Begin Data section

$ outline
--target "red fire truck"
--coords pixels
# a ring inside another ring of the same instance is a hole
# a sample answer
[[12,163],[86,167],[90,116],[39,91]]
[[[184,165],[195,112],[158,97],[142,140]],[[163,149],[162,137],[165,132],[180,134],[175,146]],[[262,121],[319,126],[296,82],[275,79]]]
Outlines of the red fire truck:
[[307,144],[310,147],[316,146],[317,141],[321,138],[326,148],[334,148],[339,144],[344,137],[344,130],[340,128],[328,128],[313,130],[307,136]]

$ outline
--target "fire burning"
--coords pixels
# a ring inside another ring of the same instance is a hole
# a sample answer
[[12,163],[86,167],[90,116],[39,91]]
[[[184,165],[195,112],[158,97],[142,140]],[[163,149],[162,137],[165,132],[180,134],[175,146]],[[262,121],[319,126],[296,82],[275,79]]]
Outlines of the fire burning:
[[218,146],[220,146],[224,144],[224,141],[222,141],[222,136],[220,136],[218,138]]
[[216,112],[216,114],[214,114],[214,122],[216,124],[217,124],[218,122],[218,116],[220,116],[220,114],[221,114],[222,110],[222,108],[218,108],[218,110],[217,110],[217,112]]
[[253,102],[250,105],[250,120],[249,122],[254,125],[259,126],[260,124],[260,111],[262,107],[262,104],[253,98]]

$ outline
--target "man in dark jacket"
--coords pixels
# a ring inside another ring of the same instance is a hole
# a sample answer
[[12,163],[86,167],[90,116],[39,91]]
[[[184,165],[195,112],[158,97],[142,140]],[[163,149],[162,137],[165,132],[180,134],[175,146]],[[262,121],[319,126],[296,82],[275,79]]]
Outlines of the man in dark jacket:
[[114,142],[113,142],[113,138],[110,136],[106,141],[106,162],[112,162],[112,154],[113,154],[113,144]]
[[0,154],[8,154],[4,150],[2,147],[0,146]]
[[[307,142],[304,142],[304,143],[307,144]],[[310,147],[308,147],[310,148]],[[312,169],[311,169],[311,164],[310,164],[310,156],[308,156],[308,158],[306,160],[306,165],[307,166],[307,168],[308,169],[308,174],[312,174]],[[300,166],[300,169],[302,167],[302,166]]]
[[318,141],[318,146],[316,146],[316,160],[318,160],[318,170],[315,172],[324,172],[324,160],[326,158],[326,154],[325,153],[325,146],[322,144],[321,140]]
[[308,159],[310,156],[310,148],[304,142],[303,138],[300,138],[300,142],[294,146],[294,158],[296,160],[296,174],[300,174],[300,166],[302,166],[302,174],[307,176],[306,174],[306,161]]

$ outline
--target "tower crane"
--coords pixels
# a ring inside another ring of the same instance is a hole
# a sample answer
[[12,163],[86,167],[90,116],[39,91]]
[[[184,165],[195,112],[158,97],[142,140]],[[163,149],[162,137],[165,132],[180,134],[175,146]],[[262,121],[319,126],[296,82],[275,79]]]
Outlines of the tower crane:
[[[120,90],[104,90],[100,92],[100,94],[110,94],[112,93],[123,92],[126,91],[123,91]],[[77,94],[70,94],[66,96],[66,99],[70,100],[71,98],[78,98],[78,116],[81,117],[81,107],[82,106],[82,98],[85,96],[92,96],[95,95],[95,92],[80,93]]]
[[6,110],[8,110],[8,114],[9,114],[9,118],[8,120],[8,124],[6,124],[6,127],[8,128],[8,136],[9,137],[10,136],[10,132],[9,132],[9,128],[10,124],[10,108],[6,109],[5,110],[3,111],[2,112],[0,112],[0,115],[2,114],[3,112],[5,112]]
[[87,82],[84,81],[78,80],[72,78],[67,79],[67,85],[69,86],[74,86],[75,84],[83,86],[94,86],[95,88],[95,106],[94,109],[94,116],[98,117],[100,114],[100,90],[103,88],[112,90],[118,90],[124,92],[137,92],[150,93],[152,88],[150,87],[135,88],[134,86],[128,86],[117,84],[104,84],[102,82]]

End Data section

Objective: Can you copy all of the items above line for line, changing nothing?

Response to this exercise:
$ outline
--target "red fire truck"
--coords pixels
# a ring inside another ring of the same instance is a hole
# a sample answer
[[12,163],[86,167],[90,116],[39,91]]
[[[184,165],[195,112],[158,97],[142,140]],[[163,149],[162,137],[165,132],[180,134],[175,146]],[[262,121],[319,126],[296,82],[275,79]]]
Outlines of the red fire truck:
[[307,144],[310,147],[316,146],[317,141],[321,138],[326,148],[334,148],[339,144],[344,137],[344,130],[340,128],[328,128],[313,130],[307,136]]

$ outline
--target "fire burning"
--coords pixels
# a ring inside another ring of the same instance is a hole
# a sample answer
[[12,163],[86,167],[90,116],[39,91]]
[[[184,165],[195,112],[158,97],[142,140]],[[163,149],[162,137],[165,132],[180,134],[175,146]],[[262,121],[319,126],[296,82],[275,79]]]
Outlines of the fire burning:
[[218,146],[220,146],[224,144],[224,141],[222,141],[222,136],[220,136],[218,138]]
[[216,112],[216,114],[214,114],[214,122],[216,124],[217,124],[218,122],[218,116],[220,116],[220,114],[221,114],[222,110],[222,108],[218,108],[218,110],[217,110],[217,112]]
[[253,102],[250,105],[250,120],[249,122],[254,125],[259,126],[260,124],[260,111],[262,107],[262,104],[253,98]]

$ outline
--target "man in dark jacket"
--coords pixels
# a ring inside another ring of the same instance is a hole
# a sample answer
[[12,163],[86,167],[90,116],[39,91]]
[[[184,165],[195,112],[158,97],[142,140]],[[163,149],[162,137],[165,132],[180,134],[175,146]],[[262,121],[319,126],[296,82],[275,79]]]
Outlines of the man in dark jacket:
[[114,142],[113,142],[113,138],[110,136],[106,141],[106,162],[112,162],[112,154],[113,154],[113,144]]
[[0,154],[8,154],[4,150],[2,147],[0,146]]
[[[307,142],[304,142],[304,143],[307,144]],[[310,147],[308,147],[310,148]],[[312,169],[311,169],[311,164],[310,164],[310,156],[308,156],[308,158],[306,160],[306,165],[307,166],[307,168],[308,169],[308,174],[312,174]],[[300,166],[300,169],[302,167],[302,166]]]
[[318,141],[318,146],[316,146],[316,160],[318,160],[318,170],[315,172],[324,172],[324,160],[326,158],[326,154],[325,153],[325,146],[322,144],[321,140]]
[[308,159],[310,156],[310,148],[304,142],[303,138],[300,138],[300,142],[294,146],[294,158],[296,160],[296,174],[300,174],[300,166],[302,166],[302,174],[307,176],[306,174],[306,161]]

$ outline
--target "tower crane"
--coords pixels
# a ring inside another ring of the same instance is a hole
# a sample answer
[[12,163],[86,167],[90,116],[39,91]]
[[[184,165],[195,112],[158,97],[142,140]],[[163,149],[162,137],[165,132],[180,134],[175,146]],[[262,121],[319,126],[296,82],[275,79]]]
Outlines of the tower crane:
[[[120,90],[104,90],[100,92],[100,94],[110,94],[112,93],[123,92],[126,91],[123,91]],[[77,94],[70,94],[66,96],[66,99],[70,100],[71,98],[78,98],[78,116],[81,117],[81,107],[82,106],[82,98],[85,96],[92,96],[95,95],[95,92],[80,93]]]
[[6,110],[8,110],[8,114],[9,114],[9,118],[8,120],[8,124],[6,124],[6,127],[8,128],[8,136],[9,137],[10,136],[10,132],[9,132],[9,128],[10,124],[10,108],[6,109],[5,110],[3,111],[2,112],[0,112],[0,115],[2,114],[3,112],[5,112]]
[[87,82],[84,81],[78,80],[72,78],[67,79],[67,85],[69,86],[74,86],[75,84],[83,86],[94,86],[95,88],[95,106],[94,109],[94,116],[98,117],[100,114],[100,90],[103,88],[112,90],[118,90],[124,92],[137,92],[150,93],[152,88],[150,87],[135,88],[134,86],[128,86],[117,84],[104,84],[102,82]]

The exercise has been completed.